— Dataset entries —
◇ ◇ ◇ ◇ ◇ ◇ ◇
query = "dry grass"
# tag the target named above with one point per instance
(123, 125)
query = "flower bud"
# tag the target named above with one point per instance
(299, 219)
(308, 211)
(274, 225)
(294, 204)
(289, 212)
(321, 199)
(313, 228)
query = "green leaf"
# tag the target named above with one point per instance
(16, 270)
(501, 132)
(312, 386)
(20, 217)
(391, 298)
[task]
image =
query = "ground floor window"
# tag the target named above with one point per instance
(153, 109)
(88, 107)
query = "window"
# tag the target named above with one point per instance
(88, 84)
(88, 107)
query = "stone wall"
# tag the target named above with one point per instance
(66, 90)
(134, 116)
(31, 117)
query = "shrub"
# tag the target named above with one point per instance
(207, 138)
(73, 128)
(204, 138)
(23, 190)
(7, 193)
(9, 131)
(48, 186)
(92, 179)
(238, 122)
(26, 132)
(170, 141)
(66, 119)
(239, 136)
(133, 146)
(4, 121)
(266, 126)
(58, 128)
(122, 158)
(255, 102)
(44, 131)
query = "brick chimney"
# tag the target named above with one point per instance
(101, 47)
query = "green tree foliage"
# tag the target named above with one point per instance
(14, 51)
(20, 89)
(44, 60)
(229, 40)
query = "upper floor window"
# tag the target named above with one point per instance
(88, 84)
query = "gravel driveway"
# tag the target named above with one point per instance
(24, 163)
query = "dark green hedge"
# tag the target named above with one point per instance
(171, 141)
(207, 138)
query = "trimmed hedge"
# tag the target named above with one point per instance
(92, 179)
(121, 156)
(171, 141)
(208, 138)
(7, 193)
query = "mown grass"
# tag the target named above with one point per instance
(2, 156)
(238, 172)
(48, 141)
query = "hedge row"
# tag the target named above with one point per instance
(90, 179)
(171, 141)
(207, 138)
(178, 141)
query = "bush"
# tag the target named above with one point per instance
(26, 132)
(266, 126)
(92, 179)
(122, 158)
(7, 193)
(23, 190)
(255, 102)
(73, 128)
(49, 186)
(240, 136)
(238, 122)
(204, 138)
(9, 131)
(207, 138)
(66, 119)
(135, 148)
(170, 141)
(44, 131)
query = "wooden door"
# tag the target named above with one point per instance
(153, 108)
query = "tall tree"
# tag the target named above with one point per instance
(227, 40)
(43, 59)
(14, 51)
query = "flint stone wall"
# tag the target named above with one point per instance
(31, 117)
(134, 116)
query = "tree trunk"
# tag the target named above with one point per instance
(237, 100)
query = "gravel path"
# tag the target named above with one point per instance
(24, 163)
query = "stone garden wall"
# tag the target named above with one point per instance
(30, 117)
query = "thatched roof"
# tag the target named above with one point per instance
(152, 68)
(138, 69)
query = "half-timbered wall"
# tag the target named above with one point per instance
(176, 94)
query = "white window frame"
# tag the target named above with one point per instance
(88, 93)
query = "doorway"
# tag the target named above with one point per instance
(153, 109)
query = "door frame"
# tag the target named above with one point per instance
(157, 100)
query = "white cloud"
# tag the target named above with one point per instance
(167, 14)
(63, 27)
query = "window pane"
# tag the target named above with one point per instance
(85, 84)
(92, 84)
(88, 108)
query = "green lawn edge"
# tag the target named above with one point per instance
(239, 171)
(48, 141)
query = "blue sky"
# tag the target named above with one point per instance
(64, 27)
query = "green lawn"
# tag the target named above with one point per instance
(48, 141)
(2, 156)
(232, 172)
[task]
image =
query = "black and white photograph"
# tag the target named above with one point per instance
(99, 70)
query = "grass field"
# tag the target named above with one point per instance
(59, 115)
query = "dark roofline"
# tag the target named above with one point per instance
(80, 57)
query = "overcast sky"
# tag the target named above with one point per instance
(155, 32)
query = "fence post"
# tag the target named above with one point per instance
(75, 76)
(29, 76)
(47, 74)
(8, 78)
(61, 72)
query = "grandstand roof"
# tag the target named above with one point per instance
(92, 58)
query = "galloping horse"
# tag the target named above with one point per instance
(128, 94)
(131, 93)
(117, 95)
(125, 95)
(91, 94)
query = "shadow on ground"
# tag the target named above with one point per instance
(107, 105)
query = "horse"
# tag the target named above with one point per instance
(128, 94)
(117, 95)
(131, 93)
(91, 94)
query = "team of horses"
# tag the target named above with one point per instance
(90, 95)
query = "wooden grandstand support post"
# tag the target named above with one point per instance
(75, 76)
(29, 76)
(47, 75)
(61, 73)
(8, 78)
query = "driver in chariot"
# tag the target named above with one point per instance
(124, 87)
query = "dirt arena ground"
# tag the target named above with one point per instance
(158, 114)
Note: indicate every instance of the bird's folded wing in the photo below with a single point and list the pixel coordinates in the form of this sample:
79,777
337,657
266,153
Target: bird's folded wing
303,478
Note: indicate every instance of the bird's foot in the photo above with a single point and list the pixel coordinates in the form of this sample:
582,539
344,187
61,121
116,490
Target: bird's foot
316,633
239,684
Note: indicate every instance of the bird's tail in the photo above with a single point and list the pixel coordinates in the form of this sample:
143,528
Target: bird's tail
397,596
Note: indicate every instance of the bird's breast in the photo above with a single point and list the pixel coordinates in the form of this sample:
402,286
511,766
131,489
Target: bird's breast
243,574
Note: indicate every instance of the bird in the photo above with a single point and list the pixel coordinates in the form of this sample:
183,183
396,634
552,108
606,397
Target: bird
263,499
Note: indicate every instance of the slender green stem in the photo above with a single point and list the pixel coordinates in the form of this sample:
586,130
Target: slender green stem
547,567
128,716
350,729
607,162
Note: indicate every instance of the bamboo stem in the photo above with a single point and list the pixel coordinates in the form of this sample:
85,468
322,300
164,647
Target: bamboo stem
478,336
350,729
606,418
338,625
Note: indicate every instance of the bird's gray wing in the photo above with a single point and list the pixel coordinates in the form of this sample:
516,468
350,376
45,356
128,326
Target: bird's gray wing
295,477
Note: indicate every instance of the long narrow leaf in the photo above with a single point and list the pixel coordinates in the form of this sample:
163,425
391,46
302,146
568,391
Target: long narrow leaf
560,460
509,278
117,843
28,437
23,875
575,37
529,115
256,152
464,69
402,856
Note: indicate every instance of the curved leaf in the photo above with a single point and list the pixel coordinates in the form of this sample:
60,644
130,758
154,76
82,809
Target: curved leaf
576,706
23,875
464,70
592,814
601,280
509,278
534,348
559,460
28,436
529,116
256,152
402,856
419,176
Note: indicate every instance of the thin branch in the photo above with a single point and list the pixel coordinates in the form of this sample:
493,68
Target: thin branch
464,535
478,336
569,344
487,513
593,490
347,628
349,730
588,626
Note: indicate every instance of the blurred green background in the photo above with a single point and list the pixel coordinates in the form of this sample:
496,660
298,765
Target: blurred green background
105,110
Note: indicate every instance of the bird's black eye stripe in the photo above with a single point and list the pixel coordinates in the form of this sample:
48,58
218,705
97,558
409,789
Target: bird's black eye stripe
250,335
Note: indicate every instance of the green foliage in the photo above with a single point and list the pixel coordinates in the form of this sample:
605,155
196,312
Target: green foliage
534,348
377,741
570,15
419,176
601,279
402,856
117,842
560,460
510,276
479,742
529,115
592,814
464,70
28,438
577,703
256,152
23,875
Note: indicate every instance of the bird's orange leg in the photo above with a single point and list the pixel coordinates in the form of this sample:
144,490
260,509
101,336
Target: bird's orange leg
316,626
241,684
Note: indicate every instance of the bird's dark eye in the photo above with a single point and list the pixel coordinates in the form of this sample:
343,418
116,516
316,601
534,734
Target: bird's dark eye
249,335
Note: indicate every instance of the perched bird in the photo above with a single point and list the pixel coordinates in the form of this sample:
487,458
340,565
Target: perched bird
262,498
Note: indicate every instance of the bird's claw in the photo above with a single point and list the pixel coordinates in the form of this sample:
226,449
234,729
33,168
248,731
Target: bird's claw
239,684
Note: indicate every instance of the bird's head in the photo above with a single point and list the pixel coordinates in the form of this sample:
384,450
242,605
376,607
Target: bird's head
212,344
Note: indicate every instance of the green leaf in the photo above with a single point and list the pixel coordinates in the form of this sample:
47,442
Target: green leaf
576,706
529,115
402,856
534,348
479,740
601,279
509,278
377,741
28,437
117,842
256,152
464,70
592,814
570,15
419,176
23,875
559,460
◇ ◇ ◇ ◇ ◇ ◇ ◇
— Exercise description —
Respond with a single number, namely how many lines of the entries contain the word "wooden".

— Answer space —
2